WHAT YOU WILL DO: From the line that has "# point at: dried twig" down to the final line of the listing below, transcribe every line exactly, and only those.
######
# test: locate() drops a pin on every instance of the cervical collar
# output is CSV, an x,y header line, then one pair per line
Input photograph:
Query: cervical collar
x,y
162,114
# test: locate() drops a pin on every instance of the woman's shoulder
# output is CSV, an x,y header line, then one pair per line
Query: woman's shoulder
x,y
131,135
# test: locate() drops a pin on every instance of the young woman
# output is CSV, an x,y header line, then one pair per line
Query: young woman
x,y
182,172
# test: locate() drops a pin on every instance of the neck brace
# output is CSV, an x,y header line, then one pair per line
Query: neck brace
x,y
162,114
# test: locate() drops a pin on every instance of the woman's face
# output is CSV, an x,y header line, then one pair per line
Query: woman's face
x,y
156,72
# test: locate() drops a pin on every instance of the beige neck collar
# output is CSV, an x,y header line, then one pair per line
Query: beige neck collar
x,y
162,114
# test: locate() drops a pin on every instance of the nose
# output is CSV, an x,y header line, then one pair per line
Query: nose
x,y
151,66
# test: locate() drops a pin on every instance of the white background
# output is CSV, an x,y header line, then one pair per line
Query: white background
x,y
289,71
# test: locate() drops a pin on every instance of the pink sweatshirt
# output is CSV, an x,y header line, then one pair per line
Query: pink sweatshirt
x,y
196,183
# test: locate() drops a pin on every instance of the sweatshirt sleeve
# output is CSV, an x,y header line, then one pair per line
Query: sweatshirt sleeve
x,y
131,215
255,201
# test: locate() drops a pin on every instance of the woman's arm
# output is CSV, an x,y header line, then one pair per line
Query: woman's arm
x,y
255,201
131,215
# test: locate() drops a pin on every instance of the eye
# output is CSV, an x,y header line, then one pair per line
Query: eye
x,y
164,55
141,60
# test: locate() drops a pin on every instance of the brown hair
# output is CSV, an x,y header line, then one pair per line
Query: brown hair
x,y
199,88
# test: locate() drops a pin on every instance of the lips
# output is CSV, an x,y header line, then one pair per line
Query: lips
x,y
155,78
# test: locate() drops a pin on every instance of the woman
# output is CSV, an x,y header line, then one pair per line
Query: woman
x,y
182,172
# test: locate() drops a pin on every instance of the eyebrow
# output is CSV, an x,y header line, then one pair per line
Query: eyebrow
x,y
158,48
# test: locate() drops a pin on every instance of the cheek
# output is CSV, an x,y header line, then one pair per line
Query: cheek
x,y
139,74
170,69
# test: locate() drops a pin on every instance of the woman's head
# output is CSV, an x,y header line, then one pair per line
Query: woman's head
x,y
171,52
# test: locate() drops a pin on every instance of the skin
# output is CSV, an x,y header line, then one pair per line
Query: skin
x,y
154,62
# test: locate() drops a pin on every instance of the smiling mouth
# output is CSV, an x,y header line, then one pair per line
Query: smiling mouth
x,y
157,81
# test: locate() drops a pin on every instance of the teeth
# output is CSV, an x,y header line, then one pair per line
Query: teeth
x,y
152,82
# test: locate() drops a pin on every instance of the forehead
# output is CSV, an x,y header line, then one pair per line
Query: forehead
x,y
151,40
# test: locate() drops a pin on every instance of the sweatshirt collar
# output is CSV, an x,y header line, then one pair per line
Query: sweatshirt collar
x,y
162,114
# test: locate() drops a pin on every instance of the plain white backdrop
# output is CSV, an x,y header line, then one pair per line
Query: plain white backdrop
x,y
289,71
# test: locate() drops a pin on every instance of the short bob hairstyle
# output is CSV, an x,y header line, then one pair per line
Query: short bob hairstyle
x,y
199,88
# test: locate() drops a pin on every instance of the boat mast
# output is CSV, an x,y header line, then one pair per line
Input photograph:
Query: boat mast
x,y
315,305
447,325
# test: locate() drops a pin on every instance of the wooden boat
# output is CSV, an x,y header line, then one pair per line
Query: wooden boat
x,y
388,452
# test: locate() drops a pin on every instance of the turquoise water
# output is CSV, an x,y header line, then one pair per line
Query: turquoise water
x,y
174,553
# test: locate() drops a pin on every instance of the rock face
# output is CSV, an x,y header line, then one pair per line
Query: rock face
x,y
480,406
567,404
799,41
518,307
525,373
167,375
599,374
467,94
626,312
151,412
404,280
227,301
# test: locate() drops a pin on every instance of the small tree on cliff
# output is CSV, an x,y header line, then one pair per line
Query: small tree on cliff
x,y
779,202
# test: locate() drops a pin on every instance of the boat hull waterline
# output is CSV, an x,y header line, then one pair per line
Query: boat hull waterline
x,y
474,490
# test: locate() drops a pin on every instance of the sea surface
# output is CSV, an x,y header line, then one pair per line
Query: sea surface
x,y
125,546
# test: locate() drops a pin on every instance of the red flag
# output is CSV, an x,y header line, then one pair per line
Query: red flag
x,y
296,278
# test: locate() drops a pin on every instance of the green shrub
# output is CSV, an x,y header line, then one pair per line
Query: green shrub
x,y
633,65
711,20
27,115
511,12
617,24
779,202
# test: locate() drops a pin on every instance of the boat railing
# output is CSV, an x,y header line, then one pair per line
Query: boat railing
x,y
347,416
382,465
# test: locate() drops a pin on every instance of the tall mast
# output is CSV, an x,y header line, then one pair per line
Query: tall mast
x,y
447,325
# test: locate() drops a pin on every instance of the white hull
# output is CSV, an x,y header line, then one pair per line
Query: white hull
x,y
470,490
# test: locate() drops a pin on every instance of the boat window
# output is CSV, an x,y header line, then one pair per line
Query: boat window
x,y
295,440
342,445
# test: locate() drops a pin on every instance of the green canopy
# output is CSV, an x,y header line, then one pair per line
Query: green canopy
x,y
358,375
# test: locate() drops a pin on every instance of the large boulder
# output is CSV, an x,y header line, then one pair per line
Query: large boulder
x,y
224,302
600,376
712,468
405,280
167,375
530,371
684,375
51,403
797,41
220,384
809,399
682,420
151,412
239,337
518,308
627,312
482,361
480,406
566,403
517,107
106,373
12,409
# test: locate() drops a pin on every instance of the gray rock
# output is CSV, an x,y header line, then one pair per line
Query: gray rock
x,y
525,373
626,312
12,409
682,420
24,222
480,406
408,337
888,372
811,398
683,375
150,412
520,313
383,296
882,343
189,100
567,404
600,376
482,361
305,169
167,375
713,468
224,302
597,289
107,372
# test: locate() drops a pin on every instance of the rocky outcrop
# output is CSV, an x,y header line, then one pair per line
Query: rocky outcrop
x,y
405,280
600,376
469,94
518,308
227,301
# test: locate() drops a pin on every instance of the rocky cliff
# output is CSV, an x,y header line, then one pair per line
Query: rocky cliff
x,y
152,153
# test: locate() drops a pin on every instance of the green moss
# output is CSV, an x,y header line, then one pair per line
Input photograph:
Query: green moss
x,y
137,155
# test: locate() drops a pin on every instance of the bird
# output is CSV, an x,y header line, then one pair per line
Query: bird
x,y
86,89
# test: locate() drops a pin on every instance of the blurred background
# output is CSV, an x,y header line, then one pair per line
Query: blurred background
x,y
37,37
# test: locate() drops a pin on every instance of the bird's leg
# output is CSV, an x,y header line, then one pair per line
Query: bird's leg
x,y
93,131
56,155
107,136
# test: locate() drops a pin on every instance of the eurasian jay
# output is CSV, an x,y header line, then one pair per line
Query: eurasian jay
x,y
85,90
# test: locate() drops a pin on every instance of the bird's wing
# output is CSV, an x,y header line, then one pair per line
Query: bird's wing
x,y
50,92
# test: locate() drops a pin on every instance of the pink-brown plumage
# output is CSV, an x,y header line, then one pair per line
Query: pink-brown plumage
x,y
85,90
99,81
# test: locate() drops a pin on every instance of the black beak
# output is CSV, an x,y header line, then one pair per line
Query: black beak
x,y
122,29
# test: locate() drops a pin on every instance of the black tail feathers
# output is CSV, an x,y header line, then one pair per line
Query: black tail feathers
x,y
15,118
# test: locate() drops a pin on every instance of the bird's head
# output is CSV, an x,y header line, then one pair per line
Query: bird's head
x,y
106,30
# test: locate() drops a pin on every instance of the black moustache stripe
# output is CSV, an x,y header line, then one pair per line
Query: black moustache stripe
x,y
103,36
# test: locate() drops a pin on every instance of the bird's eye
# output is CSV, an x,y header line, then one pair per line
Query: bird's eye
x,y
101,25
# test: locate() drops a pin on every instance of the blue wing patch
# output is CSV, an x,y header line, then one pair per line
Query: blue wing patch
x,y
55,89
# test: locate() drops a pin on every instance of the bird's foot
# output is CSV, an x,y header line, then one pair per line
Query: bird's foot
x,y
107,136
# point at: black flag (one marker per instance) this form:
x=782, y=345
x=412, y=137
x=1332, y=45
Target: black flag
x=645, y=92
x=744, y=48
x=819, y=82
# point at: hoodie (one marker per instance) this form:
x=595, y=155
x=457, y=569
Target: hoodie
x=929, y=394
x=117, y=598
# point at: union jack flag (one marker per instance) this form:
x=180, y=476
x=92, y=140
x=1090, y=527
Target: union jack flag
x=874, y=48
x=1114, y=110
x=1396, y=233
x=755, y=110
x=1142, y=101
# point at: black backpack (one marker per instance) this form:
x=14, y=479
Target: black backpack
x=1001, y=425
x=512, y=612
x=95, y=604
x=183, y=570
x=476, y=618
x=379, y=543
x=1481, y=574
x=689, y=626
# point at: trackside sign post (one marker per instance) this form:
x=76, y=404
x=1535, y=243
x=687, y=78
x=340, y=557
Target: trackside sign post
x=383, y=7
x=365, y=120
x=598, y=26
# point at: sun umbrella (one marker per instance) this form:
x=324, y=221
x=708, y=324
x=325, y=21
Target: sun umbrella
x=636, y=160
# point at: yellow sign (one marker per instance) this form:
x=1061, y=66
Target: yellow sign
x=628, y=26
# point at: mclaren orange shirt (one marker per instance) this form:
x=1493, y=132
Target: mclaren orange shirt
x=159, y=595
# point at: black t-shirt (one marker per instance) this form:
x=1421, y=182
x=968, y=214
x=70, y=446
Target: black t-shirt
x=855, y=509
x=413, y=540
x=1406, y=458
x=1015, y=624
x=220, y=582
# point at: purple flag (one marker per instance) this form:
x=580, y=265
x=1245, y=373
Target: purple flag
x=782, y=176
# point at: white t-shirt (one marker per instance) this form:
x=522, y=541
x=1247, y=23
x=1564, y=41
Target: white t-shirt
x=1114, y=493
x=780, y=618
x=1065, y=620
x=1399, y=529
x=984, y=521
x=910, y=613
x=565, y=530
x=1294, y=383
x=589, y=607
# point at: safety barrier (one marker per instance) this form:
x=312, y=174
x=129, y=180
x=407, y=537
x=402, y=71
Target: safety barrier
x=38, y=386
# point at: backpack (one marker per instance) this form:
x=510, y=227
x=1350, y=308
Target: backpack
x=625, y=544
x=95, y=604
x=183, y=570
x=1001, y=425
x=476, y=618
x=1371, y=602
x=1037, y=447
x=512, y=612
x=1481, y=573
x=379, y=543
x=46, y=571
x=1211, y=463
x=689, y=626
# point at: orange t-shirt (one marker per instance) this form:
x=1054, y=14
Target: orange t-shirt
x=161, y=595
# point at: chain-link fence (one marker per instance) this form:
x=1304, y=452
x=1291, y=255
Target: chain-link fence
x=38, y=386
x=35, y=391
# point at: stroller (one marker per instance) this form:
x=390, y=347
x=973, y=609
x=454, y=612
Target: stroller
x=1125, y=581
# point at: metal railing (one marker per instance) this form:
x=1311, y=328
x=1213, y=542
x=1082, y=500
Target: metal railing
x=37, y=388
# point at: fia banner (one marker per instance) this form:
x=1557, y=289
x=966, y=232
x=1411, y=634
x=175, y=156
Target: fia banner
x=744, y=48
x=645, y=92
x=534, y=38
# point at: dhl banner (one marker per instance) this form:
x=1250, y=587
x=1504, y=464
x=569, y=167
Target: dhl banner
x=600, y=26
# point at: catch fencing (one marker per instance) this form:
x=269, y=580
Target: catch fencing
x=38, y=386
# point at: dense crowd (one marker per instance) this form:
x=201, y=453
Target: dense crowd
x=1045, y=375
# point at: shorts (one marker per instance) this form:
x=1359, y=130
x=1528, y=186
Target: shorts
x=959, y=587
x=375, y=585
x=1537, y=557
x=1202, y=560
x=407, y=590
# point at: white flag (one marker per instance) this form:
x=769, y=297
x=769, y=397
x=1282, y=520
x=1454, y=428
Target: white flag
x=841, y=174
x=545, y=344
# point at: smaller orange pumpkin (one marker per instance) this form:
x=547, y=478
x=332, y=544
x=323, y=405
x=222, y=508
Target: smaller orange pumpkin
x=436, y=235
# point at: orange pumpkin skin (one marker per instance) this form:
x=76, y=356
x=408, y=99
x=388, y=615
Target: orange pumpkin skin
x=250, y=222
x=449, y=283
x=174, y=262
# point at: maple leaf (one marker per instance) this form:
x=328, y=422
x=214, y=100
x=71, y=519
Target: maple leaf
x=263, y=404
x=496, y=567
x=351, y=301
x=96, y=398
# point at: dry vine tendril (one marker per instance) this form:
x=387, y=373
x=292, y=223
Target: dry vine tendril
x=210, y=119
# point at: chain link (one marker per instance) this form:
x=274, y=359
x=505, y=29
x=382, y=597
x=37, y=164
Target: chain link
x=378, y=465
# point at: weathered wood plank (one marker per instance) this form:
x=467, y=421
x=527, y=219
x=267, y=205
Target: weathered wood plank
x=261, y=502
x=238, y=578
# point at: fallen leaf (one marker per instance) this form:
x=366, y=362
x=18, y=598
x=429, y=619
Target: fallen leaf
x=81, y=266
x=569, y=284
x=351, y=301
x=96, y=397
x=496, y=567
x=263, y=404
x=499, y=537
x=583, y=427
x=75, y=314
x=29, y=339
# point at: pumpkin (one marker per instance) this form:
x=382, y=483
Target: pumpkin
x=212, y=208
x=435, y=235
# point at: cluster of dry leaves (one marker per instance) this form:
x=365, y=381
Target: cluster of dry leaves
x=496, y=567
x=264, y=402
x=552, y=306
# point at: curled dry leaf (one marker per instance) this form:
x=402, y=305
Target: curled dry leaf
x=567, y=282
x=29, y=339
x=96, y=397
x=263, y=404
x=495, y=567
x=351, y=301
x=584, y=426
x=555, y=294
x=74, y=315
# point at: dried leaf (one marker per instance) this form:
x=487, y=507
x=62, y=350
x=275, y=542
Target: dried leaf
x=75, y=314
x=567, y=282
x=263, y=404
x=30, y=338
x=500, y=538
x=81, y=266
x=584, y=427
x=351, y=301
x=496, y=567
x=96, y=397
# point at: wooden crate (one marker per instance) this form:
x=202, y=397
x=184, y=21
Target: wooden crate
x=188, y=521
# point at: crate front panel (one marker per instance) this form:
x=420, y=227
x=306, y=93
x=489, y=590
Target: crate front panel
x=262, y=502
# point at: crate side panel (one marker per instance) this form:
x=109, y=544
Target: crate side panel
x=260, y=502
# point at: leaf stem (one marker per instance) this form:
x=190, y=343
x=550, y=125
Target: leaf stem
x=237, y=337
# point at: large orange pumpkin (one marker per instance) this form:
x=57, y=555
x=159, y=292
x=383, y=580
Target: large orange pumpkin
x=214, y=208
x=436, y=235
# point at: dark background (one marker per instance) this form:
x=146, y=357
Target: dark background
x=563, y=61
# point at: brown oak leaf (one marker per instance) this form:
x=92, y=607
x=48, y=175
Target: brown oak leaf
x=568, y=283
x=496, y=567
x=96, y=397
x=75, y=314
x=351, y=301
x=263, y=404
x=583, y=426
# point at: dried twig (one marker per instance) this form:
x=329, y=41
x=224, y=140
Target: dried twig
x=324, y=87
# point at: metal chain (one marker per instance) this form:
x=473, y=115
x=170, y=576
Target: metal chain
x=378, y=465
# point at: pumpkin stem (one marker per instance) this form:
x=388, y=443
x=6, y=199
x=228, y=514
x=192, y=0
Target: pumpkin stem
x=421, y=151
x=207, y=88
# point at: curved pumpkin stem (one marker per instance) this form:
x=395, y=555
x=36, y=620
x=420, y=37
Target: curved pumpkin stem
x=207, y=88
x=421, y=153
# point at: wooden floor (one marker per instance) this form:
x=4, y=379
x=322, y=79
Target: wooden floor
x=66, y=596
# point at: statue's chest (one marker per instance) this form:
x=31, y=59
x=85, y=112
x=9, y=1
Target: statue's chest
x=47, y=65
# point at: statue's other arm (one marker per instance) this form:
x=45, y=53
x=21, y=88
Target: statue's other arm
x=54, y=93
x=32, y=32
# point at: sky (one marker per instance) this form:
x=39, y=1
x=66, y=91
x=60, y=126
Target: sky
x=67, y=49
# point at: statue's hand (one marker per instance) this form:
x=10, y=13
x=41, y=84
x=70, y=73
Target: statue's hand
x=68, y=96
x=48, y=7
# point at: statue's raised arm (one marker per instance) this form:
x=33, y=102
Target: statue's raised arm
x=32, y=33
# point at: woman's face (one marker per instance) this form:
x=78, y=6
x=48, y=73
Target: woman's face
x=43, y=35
######
RESPONSE BELOW:
# point at: dried twig (one marker per instance) this form:
x=329, y=41
x=224, y=140
Target: dried twig
x=324, y=87
# point at: metal chain (one marker per instance) this form:
x=473, y=115
x=170, y=576
Target: metal chain
x=378, y=465
# point at: pumpkin stem (one marker per instance) this form:
x=388, y=443
x=6, y=199
x=228, y=514
x=192, y=0
Target: pumpkin stem
x=421, y=151
x=207, y=88
# point at: curved pumpkin stem (one marker per instance) this form:
x=395, y=555
x=36, y=620
x=420, y=37
Target: curved pumpkin stem
x=207, y=88
x=421, y=153
# point at: wooden floor (one marker per instance) this form:
x=4, y=379
x=322, y=79
Target: wooden floor
x=66, y=596
# point at: statue's chest (one marker per instance) this form:
x=31, y=59
x=85, y=112
x=9, y=1
Target: statue's chest
x=47, y=65
# point at: statue's other arm (one marker per instance) this form:
x=45, y=53
x=21, y=88
Target: statue's other arm
x=54, y=93
x=32, y=32
# point at: sky (one marker per instance) this form:
x=39, y=1
x=66, y=91
x=60, y=126
Target: sky
x=67, y=49
# point at: statue's hand (one marker per instance) this form:
x=10, y=13
x=41, y=84
x=70, y=73
Target: statue's hand
x=68, y=96
x=48, y=7
# point at: statue's raised arm (one marker per instance) this form:
x=33, y=102
Target: statue's raised arm
x=32, y=33
# point at: woman's face (one marker per instance) this form:
x=78, y=6
x=48, y=73
Target: woman's face
x=43, y=35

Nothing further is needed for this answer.